Exact duplicates of the lines from the top of the data through the line containing "pixel 10 326" are needed, with every picture left out.

───── RECORDS SUPPLIED ─────

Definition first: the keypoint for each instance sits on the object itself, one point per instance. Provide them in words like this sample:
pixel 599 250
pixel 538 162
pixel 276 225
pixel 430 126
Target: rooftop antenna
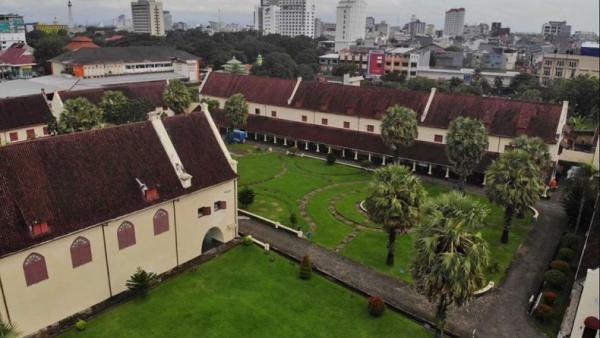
pixel 70 5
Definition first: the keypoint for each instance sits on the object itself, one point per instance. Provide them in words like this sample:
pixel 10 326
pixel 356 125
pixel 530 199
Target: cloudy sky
pixel 520 15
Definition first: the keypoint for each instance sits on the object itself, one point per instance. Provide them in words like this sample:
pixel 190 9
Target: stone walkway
pixel 500 313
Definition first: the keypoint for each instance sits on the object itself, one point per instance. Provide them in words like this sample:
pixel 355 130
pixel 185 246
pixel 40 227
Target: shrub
pixel 543 312
pixel 246 197
pixel 376 306
pixel 570 241
pixel 555 278
pixel 247 240
pixel 293 220
pixel 561 266
pixel 549 297
pixel 331 158
pixel 305 268
pixel 140 282
pixel 366 164
pixel 81 325
pixel 566 254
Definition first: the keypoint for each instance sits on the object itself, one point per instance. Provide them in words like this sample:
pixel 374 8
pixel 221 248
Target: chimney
pixel 424 115
pixel 184 178
pixel 295 90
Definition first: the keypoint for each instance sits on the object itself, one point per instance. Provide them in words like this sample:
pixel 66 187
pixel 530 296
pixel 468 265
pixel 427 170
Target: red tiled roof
pixel 369 102
pixel 149 91
pixel 17 55
pixel 258 89
pixel 82 179
pixel 81 42
pixel 368 142
pixel 502 117
pixel 23 111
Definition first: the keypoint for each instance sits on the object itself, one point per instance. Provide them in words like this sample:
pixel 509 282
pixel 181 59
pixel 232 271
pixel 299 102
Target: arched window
pixel 81 252
pixel 161 222
pixel 126 235
pixel 35 270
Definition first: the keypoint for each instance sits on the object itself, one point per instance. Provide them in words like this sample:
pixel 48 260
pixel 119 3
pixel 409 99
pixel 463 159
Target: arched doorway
pixel 212 239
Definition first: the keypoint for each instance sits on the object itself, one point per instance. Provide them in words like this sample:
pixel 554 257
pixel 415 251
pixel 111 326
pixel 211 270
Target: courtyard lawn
pixel 248 293
pixel 329 196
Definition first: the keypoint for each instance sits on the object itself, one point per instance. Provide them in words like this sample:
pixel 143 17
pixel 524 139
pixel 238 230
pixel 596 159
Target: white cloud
pixel 520 15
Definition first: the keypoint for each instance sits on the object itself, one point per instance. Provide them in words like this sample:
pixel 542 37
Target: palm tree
pixel 399 128
pixel 536 148
pixel 449 261
pixel 466 145
pixel 514 183
pixel 394 202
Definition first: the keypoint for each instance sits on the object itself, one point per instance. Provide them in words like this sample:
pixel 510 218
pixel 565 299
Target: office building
pixel 351 22
pixel 455 22
pixel 147 17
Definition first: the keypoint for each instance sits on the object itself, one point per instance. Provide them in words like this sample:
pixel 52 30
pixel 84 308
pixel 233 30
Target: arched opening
pixel 212 239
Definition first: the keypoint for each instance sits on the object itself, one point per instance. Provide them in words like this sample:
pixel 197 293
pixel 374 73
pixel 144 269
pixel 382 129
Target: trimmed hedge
pixel 566 254
pixel 555 278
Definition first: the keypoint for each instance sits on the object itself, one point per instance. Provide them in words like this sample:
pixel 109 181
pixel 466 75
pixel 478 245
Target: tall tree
pixel 236 111
pixel 177 96
pixel 536 148
pixel 467 143
pixel 395 201
pixel 399 128
pixel 514 183
pixel 79 114
pixel 450 260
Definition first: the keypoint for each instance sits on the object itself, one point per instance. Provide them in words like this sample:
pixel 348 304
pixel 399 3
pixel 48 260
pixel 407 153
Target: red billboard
pixel 376 63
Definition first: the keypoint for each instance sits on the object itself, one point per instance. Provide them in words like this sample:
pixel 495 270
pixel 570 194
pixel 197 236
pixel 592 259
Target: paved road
pixel 500 313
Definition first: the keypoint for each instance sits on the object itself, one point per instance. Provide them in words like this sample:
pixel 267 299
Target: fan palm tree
pixel 514 183
pixel 449 261
pixel 536 148
pixel 395 201
pixel 466 145
pixel 399 128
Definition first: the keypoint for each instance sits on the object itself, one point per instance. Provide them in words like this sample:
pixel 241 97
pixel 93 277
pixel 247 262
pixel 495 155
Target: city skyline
pixel 512 13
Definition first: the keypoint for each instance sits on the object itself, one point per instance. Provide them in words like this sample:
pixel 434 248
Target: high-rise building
pixel 147 17
pixel 351 22
pixel 168 20
pixel 286 17
pixel 556 28
pixel 455 22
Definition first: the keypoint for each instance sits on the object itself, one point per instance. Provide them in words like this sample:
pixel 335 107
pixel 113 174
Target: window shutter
pixel 161 222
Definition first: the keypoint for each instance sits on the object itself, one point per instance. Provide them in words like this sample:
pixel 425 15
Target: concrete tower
pixel 70 5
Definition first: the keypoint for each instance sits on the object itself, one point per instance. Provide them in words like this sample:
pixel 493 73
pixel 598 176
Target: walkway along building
pixel 80 212
pixel 324 116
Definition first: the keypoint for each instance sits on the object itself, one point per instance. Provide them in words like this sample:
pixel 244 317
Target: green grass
pixel 247 293
pixel 278 197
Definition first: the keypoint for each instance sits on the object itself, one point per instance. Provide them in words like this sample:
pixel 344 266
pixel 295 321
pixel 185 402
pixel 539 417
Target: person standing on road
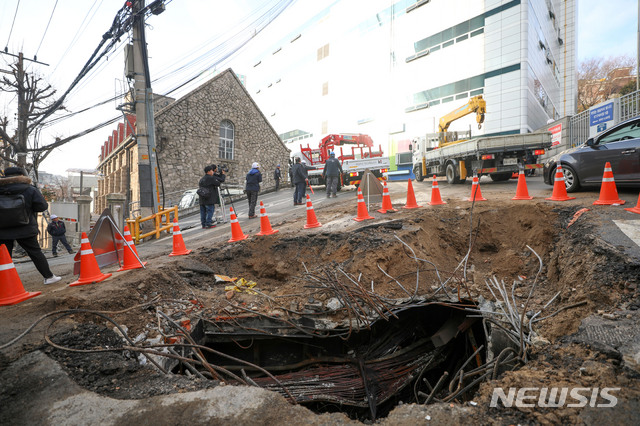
pixel 18 218
pixel 57 230
pixel 277 175
pixel 331 174
pixel 254 177
pixel 208 195
pixel 299 179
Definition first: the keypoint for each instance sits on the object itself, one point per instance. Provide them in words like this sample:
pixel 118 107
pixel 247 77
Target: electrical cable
pixel 12 23
pixel 46 29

─────

TASK RESULT >>
Definition first: the keypoint for each instance sits on the object itself, one point per instance. Provide them in words like this sample:
pixel 599 250
pixel 538 162
pixel 276 225
pixel 430 126
Target: rooftop antenna
pixel 70 5
Definition first: the keypoint for each instance sits on the object itself, one point per instance. Provide them in words like this sample:
pixel 10 326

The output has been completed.